** Complete the following **
1/ From the judgment excerpt on octroi, write out the passage starting with "The Municipal Board" and going on through "outside the municipal limits.".
2/ Using the judgment excerpt on octroi, decide whether each statement below agrees with it, answering yes or no and quoting the deciding words. (a) In the Allahabad case, the Municipal area was made up of two detached territories. (b) Jharnanala lay five miles from the old Municipal limits of Agra. (c) The court holds that the appeal must be dismissed with costs.

** Quoted text **
------------------------------------

5. The learned Counsel for the appellant invited our attention to a decision of the Allahabad High Court in the case of Emperor v. Sheikh Ajmeri I.L.R (1933) All. 241. In that case, the Municipal area consisted of two detached territories, and according to the Municipalities Act, octroi was payable in respect of goods and animals introduced within the octroi limits or brought within the Municipal limits. A question arose whether the animals brought from one detached area of the Municipal limits into the other Municipal area were subject to the payment of the octroi. The learned Judges held that in their opinion the significance of the words 'introducing' and 'brought in' was that they must be imported from outside the Municipal limits altogether, and that they were not meant to cover a case of transit where the goods were transferred from one part of the Municipality to another part within its limits. The learned Judges were not there interpreting the word 'import' as we have to in the present case and were, no doubt, influenced very largely by the fact that the Municipal limits in that case also included a detached area of Jharnanala separated by a distance of three miles from the old Municipal limits of Agra. In that case, it was physically impossible for a person within one part of the Municipal area to go into the other part of the Municipal area without going outside that area for a distance of three miles. The practical difficulties in the way of adopting any other construction were so great that the learned Judges thought that the words 'introducing' and 'brought in' were not intended to cover a case of transit from one part of the Municipality to another part within its limits. Even so, the learned Judges realized that the interpretation they were putting on those words was bound to create practical difficulties. At page 246 they observe:

The Municipal Board would not know wherefrom the animals were being imported and they are entitled to demand octroi duty as soon as they enter the municipal limits of Jharnanala. But if the accused were to establish that these animals were within the municipal limits of Agra and the identical animals have been brought from there into the limits of Jharnanala, then no octroi duty would be leviable, because in our opinion this would not be a case of importing goods or animals from outside the municipal limits.

6. It is not clear how such an inquiry was to be made at the time when the goods crossed into the limits of Jharnanala. The word 'import' has been construed by the same Court in Hardwarimal Harnathdas v. Municipal Board, Dehra Dun [1940] All. 4 as meaning 'bringing into' and not necessarily containing any element of pause or repose. In the case before us the practical difficulties in the way of adopting the view we take are not so great as in the case before the Allahabad Court. It is not physically impossible for the plaintiff to take the goods from the place of manufacture to the place of business without going outside the Municipal area. As we have said, the case such as that of the plaintiff must be a rare exception, and, the hardship can easily be met by a rule granting exemption or a refund. As we have pointed out, there are far greater difficulties in the way of adopting the construction which the learned Counsel for the appellant has asked us to adopt; but even these difficulties in the way of the practical working of the rule on that interpretation would not have deterred us in accepting that interpretation if we were satisfied that that interpretation is the only reasonable one to be put on the word 'import.' We are of opinion that the word 'import' in Rule 380 of the Ahmedabad Municipal Code must be given its ordinary meaning, and that is 'to bring something within the Municipal limits from a place without its boundaries,' irrespective of the consideration as to whether the goods were manufactured within the Municipal limits, how long they were outside those limits and for what purpose.

7. In our opinion, the view taken by the learned Assistant Judge is correct. The appeal must, therefore, be dismissed with costs.

------------------------------------

** Collected material **

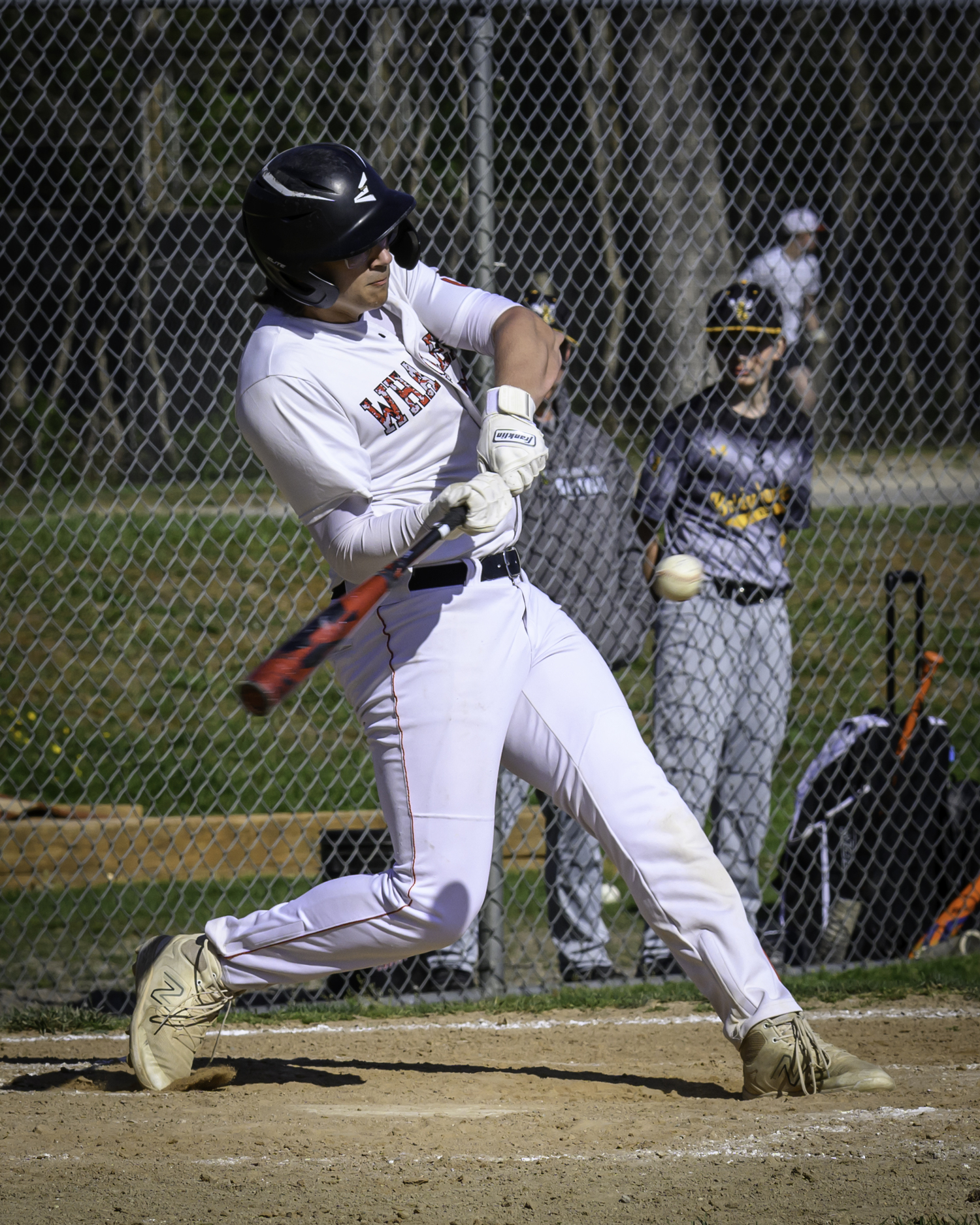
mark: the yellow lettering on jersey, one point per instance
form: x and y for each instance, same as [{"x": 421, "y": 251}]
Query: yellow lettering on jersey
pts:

------------------------------------

** Outputs **
1/
The Municipal Board would not know wherefrom the animals were being imported and they are entitled to demand octroi duty as soon as they enter the municipal limits of Jharnanala. But if the accused were to establish that these animals were within the municipal limits of Agra and the identical animals have been brought from there into the limits of Jharnanala, then no octroi duty would be leviable, because in our opinion this would not be a case of importing goods or animals from outside the municipal limits.

2/
(a) Yes: "the Municipal area consisted of two detached territories"
(b) No: "separated by a distance of three miles from the old Municipal limits of Agra"
(c) Yes: "The appeal must, therefore, be dismissed with costs."